EXTRAIT:
Dans les situations de consommation bien établie, l’agressivité, la violence provoquent parfois une peur panique chez les parents, peur pour eux, pour leurs autres enfants. La violence témoigne ici certainement de la place « d’objet a5 » qu’a - ou qu’a eu- leur enfant. L’amour a jeté sur lui son dévolu. l’objet a a suivi le parcours qui est le sien de la brillance phallique à sa condition de déchet. Les parents reçoivent ici leur discours inversé. Pour J. Lacan "ce que nous donnons dans l'amour, c'est essentiellement ce que nous n'avons pas ; et quand ce que nous n'avons pas nous revient, il y a régression assurément"6
Lors des premières consultations, le tableau dressé par le ou les parents, présente le fils ou la fille, mais en « perspective dépravée »7.

 

L’anamorphose ici dévoile quelque chose de l’histoire, de la division du sujet. Elle présente sous forme de tache ce qui ne peut être vu, fut-ce sur fond d’angoisse. Les parents souvent, tels les ambassadeurs du tableau d’Holbein8, trônent entourés des valeurs qui leur servent d’assises imaginaires. Fascinés par la perspective de l’accident, ils refusent de voir la mort qui doit avoir une place dans le tableau.
Écouter les parents sera ici s’appliquer à ce qu’il lui en soit donné la possibilité9. L’adolescent a besoin de sentir près de lui des adultes attentifs, mais non intrusifs.

 

Il semble dire : « comprenez-moi, mais ne me demandez rien. »

DONNÉES FOURNIES:

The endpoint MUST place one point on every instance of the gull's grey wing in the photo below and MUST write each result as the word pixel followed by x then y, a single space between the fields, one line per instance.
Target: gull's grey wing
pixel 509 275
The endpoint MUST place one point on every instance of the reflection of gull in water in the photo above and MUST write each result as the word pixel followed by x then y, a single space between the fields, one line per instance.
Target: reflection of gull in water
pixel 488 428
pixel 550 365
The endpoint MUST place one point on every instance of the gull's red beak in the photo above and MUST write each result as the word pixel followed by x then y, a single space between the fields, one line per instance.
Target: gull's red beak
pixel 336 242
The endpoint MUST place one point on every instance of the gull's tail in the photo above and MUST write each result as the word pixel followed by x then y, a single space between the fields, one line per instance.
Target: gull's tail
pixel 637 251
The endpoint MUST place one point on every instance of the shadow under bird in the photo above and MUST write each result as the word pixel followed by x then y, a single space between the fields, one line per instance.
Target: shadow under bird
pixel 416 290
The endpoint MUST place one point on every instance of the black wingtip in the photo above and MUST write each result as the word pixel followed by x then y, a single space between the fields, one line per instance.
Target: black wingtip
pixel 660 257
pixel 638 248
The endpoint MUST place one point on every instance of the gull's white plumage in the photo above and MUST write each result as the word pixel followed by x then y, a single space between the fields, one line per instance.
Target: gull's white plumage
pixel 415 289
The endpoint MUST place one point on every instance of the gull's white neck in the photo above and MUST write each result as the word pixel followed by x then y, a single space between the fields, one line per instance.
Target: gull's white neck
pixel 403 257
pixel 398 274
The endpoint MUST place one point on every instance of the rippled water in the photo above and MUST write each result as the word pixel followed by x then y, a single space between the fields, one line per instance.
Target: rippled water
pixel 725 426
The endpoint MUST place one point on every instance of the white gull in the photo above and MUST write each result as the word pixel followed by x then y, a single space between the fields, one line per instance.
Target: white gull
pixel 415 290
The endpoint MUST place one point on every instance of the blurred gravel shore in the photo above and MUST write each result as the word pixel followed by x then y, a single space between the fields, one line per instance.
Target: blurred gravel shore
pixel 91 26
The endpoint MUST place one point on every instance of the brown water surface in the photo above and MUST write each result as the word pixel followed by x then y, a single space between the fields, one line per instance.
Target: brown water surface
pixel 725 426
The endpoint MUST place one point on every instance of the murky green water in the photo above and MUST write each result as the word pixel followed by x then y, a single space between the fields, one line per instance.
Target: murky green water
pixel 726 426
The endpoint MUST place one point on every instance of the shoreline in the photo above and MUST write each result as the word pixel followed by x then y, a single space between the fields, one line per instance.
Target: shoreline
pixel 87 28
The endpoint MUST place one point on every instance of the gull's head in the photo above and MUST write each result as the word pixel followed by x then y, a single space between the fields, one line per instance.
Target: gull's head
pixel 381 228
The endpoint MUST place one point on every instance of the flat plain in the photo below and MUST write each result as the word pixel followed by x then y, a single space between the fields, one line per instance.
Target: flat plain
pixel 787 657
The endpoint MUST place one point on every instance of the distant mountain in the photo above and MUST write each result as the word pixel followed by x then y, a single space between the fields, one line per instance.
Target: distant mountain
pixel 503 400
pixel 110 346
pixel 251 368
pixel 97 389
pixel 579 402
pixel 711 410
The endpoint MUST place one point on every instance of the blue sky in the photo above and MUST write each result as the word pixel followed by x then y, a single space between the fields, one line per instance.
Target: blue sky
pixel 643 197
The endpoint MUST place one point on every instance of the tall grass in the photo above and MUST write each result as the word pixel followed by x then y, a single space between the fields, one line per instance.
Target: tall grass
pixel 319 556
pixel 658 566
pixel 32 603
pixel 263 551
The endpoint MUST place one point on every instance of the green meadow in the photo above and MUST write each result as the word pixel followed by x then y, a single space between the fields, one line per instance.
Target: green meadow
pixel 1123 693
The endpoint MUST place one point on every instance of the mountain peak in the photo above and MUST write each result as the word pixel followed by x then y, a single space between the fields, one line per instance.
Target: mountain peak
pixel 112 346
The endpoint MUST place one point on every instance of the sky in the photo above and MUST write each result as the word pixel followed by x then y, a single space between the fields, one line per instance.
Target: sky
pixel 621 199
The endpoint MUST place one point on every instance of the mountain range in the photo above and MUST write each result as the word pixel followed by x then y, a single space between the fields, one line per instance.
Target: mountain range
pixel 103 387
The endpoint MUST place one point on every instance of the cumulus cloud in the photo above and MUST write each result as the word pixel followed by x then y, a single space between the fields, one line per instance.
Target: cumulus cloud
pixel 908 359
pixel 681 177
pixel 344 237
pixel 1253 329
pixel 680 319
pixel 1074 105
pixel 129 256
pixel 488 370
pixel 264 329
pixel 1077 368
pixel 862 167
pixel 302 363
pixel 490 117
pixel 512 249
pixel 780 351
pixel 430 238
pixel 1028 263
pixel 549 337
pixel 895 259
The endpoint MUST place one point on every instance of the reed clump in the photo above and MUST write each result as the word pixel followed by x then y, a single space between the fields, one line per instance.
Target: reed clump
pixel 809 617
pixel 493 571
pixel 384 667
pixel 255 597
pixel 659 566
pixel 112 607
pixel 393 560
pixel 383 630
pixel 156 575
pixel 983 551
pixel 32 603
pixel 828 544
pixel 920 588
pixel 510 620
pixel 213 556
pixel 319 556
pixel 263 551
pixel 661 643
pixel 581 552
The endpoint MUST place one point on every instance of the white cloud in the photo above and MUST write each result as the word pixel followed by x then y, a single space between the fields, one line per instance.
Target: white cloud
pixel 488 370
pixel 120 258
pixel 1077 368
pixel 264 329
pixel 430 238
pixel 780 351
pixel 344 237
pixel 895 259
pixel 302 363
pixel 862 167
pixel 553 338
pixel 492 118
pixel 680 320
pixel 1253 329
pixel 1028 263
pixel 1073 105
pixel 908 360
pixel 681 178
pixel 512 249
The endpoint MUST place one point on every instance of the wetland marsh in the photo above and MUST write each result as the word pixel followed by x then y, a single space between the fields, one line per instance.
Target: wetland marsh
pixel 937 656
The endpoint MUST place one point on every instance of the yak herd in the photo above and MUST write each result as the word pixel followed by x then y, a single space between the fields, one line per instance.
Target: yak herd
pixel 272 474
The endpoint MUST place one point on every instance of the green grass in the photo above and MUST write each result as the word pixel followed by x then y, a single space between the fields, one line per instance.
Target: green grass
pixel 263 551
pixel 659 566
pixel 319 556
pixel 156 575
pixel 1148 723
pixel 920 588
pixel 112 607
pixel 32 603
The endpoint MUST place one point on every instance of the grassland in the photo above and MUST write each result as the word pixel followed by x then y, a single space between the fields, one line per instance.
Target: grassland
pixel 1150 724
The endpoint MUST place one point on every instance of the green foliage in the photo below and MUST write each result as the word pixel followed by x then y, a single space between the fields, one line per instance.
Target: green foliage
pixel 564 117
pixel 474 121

CONSIGNES:
1) Selon l'extrait, de quel type d'adultes l'adolescent a-t-il besoin de sentir la présence près de lui ?
2) Transposez en CSV à deux colonnes, nommées texte et reponse, les enregistrements allant du début jusqu'à la ligne contenant "pixel 509 275", bornes comprises. Prévoyez une ligne par demande, avec chaque champ entre guillemets et les sauts de ligne remplacés par des espaces.

RÉPONSES DÉTAILLÉES:
1) D'adultes attentifs, mais non intrusifs.

2)
texte,reponse
"The endpoint MUST place one point on every instance of the gull's grey wing in the photo below and MUST write each result as the word pixel followed by x then y, a single space between the fields, one line per instance. Target: gull's grey wing","pixel 509 275"